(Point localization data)
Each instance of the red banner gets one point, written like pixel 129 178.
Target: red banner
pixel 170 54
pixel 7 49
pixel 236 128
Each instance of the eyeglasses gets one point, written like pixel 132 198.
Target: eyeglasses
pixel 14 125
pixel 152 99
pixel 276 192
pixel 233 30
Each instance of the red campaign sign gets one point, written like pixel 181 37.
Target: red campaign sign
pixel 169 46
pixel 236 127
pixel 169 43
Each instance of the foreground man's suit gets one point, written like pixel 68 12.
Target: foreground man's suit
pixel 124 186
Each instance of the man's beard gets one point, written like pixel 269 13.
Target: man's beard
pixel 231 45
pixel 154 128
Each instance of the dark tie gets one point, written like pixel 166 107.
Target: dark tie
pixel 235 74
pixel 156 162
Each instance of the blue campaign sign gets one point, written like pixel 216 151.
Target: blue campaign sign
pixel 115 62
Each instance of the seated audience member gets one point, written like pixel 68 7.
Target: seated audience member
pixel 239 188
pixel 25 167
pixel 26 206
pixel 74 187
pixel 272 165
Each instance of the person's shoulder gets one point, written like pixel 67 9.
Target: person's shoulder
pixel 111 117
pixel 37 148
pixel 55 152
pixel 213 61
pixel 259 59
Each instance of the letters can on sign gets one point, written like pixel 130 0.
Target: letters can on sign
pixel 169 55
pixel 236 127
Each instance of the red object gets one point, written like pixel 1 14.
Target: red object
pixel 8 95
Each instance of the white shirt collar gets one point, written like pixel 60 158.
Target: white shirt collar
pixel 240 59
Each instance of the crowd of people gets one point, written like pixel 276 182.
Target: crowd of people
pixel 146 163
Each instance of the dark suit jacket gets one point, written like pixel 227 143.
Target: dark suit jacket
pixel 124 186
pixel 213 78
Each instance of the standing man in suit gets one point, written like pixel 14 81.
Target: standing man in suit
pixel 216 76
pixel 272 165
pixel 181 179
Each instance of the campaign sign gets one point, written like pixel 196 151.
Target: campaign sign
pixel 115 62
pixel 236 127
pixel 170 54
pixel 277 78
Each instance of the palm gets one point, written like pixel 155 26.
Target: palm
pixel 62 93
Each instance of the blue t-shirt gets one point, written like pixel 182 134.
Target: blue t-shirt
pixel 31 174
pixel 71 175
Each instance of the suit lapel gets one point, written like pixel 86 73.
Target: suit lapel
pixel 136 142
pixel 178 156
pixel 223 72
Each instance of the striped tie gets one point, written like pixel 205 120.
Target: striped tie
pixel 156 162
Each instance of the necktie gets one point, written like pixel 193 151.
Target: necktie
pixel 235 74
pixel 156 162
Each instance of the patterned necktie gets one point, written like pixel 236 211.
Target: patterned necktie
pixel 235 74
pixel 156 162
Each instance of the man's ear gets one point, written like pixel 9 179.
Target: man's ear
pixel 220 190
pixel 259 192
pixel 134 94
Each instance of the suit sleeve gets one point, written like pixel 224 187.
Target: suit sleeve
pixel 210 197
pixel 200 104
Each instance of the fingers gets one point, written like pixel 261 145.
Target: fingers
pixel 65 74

Exercise aim →
What's needed is a word-for-word restatement of all the entries.

Exercise response →
Each instance of the red banner gets one point, written like pixel 129 178.
Target: red banner
pixel 170 54
pixel 7 49
pixel 236 128
Each instance of the eyeglasses gets one point, written like pixel 132 198.
Target: eyeglasses
pixel 14 125
pixel 152 99
pixel 276 192
pixel 233 30
Each instance of the red campaign sign gets one point, written like pixel 181 37.
Target: red campaign sign
pixel 169 46
pixel 236 127
pixel 169 43
Each instance of the foreground man's suit gets one point, written like pixel 68 12.
Target: foreground man's suit
pixel 124 186
Each instance of the man's beard gets one point, written like pixel 269 13.
Target: man's beard
pixel 231 45
pixel 154 128
Each instance of the dark tie gets one point, written like pixel 166 107.
Target: dark tie
pixel 235 74
pixel 156 162
Each instance of the blue campaign sign gets one point, written like pixel 216 151.
Target: blue campaign sign
pixel 115 62
Each instance of the seated audience member gets one point, written like pixel 68 7.
Target: seated audience member
pixel 239 188
pixel 25 167
pixel 26 206
pixel 74 187
pixel 272 165
Each instance of the person's shoulder gets one point, written like pixel 67 9.
Target: person's shoulder
pixel 111 117
pixel 37 148
pixel 55 152
pixel 213 61
pixel 259 59
Each instance of the letters can on sign gets one point, written like pixel 130 0.
Target: letters can on sign
pixel 169 55
pixel 236 127
Each instance of the red object gets one point, written like pixel 1 14.
Target: red object
pixel 8 95
Each instance of the white shirt collar gets one point, written like pixel 60 158.
Target: white shirt collar
pixel 240 59
Each instance of the crowd of people gets one point, written like pixel 276 182.
Target: crowd of people
pixel 146 163
Each instance of the dark suit jacket gets one point, written like pixel 227 143.
Target: dark suit jacket
pixel 124 186
pixel 213 78
Each instance of the standing man in suit gets one point, written like pixel 14 81.
Target: standing man in suit
pixel 216 76
pixel 272 165
pixel 181 179
Each instance of the campaign sign gets one point, written like pixel 196 151.
Target: campaign sign
pixel 115 62
pixel 236 127
pixel 170 54
pixel 277 78
Each instance of the palm gets one point, written like pixel 155 26.
Target: palm
pixel 62 93
Each instance of the blue t-shirt gets one point, written like pixel 182 134.
Target: blue t-shirt
pixel 31 174
pixel 71 175
Each instance of the suit lapel gets one point, written like pixel 86 73.
Target: suit lapel
pixel 136 142
pixel 178 156
pixel 223 72
Each instance of the striped tie gets one point, written like pixel 205 120.
Target: striped tie
pixel 156 162
Each instance of the necktie gets one point, written like pixel 193 151.
Target: necktie
pixel 235 74
pixel 156 162
Each instance of the patterned necktie gets one point, written like pixel 236 211.
Target: patterned necktie
pixel 235 74
pixel 156 162
Each instance of the man's ear gets one point, written like pixel 9 179.
Target: man's ear
pixel 220 190
pixel 259 192
pixel 134 94
Each instance of the suit sleeve gets one point, written like pixel 224 187.
Target: suit sleeve
pixel 210 197
pixel 200 104
Each instance of the fingers gets one point, written like pixel 261 145.
Target: fingers
pixel 65 74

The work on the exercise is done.